Excerpt from a dataset:
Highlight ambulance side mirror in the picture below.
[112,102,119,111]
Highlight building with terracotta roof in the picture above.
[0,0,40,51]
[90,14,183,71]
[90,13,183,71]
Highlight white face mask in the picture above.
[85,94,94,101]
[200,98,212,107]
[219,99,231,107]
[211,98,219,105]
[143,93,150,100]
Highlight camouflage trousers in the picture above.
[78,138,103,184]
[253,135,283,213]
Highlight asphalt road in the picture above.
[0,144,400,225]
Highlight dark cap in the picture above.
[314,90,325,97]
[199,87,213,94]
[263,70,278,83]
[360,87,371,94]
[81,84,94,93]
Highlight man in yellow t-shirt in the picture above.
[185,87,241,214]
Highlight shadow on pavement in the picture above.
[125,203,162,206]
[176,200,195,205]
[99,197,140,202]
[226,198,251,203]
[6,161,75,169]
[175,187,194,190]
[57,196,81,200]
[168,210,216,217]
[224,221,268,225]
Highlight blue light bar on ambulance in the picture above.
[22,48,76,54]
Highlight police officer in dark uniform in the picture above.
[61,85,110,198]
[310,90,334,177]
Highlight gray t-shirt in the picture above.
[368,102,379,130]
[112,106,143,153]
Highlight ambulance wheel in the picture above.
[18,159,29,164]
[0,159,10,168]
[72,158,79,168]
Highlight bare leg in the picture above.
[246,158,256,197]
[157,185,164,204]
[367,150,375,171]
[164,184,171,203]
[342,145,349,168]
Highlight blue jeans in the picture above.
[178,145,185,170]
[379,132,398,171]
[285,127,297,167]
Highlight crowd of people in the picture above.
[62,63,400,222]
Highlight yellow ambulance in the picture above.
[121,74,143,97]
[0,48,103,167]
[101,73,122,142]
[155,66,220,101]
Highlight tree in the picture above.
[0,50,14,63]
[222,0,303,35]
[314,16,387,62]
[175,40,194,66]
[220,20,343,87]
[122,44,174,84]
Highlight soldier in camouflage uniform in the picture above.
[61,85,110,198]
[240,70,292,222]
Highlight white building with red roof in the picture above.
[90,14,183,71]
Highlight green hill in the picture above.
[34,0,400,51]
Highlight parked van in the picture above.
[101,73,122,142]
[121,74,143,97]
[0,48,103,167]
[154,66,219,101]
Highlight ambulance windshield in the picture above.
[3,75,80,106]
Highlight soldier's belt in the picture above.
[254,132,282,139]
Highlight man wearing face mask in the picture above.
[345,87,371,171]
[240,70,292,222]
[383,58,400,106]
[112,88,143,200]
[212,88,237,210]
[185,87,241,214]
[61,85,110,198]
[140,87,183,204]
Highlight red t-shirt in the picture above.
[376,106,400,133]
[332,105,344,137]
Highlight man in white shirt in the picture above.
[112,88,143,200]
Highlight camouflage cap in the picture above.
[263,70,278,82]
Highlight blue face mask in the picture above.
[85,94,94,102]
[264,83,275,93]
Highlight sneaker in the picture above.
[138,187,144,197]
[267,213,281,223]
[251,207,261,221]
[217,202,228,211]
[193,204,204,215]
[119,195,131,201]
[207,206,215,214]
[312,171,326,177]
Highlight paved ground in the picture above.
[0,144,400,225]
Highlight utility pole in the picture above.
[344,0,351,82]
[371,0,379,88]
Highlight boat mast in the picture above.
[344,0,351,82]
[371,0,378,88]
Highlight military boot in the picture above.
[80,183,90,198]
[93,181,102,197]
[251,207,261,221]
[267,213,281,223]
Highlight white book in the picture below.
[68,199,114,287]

...

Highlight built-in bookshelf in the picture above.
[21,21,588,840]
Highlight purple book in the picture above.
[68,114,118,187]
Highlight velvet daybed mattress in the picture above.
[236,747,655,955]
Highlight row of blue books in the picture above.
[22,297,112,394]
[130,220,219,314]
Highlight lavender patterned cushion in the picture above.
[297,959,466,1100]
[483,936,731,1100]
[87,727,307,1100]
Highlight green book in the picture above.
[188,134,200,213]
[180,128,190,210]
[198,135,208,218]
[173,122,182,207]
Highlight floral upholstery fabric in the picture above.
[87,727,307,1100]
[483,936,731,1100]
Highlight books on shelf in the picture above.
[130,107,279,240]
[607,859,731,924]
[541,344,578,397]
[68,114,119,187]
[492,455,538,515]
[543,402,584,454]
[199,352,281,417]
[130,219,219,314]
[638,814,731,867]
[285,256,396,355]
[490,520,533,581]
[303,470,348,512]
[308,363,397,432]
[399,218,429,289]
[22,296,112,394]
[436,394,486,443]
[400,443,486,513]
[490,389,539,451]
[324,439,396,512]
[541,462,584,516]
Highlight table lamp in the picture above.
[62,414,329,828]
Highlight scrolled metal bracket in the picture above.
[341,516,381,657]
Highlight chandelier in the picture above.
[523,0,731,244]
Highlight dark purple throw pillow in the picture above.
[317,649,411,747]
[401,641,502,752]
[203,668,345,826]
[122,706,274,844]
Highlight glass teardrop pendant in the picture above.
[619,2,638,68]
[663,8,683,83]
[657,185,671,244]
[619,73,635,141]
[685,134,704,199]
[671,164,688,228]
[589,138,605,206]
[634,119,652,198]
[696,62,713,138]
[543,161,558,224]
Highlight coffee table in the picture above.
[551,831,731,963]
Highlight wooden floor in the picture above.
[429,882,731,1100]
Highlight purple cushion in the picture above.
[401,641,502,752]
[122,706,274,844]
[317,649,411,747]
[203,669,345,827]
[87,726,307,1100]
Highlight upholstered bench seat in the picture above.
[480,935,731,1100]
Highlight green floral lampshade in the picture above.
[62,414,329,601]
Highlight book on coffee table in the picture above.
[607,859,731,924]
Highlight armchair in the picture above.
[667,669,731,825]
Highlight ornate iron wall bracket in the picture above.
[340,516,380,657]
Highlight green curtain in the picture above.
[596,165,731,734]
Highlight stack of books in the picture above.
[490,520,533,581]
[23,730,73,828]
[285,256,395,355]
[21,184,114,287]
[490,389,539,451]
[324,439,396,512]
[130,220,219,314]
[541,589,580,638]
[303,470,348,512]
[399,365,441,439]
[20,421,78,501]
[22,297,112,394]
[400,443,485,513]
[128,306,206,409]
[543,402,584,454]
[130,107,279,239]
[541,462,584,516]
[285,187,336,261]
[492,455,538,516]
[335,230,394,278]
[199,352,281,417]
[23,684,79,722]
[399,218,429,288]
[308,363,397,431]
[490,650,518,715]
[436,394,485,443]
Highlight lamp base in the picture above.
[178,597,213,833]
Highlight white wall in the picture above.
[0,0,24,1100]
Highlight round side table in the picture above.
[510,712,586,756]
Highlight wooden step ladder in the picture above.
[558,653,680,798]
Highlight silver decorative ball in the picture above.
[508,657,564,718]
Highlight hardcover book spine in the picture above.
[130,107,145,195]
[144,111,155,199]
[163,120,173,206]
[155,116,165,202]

__What the task requires__. Rewrite the part of the data that opens with the line containing "Highlight table lamp in the picture above." and closes with the line containing "[667,669,731,825]", keeping every line. Multiply each bounding-box coordinate by 2.55 and round it to a whole number, with halves rounded up, and leave all other text as it is.

__Correct output__.
Highlight table lamp in the picture above.
[158,1056,839,2111]
Highlight scrolled metal bracket in the picture above.
[870,1316,972,1675]
Highlight chandelier in the picture above.
[1334,0,1864,622]
Highlight dark purple throw pillow in the picture above.
[808,1655,1048,1905]
[1023,1635,1280,1918]
[518,1703,880,2106]
[311,1800,699,2152]
Highlight glass teardrop pendant in the picture above.
[1578,5,1627,173]
[1691,20,1742,212]
[1675,472,1711,622]
[1578,186,1619,360]
[1747,342,1795,507]
[1711,418,1754,581]
[1502,352,1543,525]
[1617,303,1663,505]
[1775,158,1818,352]
[1385,411,1423,571]
Highlight coffee table in the picture above.
[1405,2119,1864,2456]
Highlight wooden floor in the picture above.
[1094,2249,1864,2805]
Highlight purple cushion in the picture above.
[1023,1635,1280,1918]
[311,1800,699,2152]
[808,1655,1048,1905]
[518,1706,880,2109]
[222,1851,783,2805]
Highlight upholstered bench seat in the picture above.
[1224,2384,1864,2805]
Highlight green floral lampshade in the picture above.
[158,1056,839,1533]
Highlight book on coffee table in the picture above.
[1548,2190,1864,2356]
Highlight armchair in the picture above.
[1701,1706,1864,2104]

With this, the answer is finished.